__SHORT TASK__
Tally the lines of the records below that contain the word "Each". Reply with the number only.

━━━━━ INPUT MATERIAL ━━━━━

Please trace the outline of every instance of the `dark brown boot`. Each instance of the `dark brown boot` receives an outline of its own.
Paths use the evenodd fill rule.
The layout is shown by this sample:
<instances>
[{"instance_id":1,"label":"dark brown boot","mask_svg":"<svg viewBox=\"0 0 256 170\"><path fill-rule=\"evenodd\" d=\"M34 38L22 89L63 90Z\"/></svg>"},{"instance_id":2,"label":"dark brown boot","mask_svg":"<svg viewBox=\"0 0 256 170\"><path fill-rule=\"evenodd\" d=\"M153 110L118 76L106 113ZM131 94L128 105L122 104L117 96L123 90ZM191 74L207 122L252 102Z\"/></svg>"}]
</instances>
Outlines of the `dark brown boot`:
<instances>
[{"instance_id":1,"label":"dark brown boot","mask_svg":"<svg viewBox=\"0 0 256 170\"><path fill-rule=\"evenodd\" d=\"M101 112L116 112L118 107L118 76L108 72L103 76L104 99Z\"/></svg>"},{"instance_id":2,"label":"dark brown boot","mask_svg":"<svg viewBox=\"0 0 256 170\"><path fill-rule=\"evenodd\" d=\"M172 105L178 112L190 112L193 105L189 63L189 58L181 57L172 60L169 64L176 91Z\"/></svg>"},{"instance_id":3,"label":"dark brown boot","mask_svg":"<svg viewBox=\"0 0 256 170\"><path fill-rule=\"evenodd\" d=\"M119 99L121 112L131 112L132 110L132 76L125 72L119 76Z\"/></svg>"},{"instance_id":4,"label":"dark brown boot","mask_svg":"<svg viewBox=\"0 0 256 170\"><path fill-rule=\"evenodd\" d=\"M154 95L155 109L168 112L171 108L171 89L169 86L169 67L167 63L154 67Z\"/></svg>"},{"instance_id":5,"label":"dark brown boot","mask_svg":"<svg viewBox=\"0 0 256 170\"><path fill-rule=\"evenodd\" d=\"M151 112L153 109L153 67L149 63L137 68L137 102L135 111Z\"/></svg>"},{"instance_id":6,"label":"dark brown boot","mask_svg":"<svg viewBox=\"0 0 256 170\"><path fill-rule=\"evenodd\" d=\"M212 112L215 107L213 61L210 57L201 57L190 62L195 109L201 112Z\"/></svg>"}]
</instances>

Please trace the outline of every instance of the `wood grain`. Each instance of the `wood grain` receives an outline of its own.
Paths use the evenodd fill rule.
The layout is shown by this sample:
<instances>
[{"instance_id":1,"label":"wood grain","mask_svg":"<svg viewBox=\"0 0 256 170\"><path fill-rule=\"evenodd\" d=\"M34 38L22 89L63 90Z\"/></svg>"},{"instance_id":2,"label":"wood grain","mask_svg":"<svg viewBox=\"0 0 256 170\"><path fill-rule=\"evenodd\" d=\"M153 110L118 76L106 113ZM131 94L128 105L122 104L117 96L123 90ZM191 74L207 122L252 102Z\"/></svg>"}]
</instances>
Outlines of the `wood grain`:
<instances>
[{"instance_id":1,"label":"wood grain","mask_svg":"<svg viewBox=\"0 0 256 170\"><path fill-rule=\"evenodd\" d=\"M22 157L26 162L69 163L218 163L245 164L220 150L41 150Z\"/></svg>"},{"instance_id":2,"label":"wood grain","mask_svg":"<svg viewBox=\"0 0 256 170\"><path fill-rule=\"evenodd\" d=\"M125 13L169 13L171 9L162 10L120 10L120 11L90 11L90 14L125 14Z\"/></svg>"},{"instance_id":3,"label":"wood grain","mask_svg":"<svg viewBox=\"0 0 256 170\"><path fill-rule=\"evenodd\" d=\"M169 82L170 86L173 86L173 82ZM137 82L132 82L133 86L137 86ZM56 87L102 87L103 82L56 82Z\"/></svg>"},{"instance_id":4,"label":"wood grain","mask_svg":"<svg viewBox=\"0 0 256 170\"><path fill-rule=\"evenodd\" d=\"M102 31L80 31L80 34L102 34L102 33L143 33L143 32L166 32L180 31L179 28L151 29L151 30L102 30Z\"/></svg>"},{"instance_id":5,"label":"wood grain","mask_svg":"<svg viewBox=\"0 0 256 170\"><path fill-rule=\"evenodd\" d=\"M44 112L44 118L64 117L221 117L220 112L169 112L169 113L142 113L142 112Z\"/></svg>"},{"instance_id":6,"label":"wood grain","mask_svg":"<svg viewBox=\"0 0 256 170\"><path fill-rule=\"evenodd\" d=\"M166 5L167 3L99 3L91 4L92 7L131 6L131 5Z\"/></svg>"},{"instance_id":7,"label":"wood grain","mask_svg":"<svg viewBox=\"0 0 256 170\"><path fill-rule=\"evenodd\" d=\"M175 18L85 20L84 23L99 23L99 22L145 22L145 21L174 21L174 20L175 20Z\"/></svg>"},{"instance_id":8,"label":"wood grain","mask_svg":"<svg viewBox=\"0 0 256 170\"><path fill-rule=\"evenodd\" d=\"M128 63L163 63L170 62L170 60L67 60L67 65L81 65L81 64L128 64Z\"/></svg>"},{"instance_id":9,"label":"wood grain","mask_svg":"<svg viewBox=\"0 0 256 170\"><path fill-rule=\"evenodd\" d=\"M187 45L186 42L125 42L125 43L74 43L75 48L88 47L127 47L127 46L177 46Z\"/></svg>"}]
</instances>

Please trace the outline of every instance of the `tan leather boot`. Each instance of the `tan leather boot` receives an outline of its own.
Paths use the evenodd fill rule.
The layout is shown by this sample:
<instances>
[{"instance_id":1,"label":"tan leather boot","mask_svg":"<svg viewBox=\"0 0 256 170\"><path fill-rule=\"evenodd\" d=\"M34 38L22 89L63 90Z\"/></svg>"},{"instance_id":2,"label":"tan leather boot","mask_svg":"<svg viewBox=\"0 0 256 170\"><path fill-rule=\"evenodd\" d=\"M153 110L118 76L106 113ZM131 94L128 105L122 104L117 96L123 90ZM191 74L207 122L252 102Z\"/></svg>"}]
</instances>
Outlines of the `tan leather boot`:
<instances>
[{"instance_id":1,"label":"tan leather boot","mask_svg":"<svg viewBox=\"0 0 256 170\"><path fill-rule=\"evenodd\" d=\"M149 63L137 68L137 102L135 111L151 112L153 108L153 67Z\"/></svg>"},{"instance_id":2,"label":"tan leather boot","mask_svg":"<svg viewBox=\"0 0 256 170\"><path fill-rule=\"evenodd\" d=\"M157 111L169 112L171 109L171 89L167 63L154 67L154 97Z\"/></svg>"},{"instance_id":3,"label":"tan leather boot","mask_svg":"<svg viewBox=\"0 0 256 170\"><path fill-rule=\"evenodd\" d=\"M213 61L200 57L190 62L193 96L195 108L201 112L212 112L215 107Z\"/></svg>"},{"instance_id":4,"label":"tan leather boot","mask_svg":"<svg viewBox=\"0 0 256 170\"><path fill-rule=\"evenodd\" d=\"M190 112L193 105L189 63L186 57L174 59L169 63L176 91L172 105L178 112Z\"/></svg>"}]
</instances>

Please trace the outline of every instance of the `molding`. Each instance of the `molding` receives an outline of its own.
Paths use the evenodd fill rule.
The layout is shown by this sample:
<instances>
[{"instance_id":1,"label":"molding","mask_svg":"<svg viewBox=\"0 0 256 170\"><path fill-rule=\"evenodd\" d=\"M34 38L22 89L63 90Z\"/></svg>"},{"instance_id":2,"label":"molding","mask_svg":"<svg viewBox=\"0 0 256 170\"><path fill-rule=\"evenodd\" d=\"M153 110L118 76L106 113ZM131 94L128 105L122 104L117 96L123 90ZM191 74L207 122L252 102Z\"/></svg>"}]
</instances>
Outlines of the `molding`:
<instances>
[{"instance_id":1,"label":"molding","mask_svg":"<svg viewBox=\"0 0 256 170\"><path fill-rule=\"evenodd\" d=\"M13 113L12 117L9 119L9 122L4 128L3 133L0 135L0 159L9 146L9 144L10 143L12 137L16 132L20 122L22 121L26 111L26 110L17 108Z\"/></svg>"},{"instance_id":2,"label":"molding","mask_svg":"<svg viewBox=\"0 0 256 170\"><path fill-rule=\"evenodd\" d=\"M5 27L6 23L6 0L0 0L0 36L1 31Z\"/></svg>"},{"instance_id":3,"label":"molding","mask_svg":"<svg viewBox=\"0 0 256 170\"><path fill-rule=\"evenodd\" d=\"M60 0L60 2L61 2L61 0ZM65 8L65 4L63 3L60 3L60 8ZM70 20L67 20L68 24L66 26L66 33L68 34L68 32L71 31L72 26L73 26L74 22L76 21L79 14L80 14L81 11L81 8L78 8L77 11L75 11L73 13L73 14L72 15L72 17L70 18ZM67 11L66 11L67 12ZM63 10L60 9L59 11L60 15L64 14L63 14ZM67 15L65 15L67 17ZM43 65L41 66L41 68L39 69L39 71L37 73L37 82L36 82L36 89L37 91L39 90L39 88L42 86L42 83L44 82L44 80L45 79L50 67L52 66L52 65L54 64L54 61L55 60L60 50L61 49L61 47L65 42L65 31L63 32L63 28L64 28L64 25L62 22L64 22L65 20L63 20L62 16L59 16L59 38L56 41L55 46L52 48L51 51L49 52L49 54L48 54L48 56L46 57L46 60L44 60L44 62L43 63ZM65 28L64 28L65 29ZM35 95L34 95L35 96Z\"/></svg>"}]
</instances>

━━━━━

__CORRECT OUTPUT__
4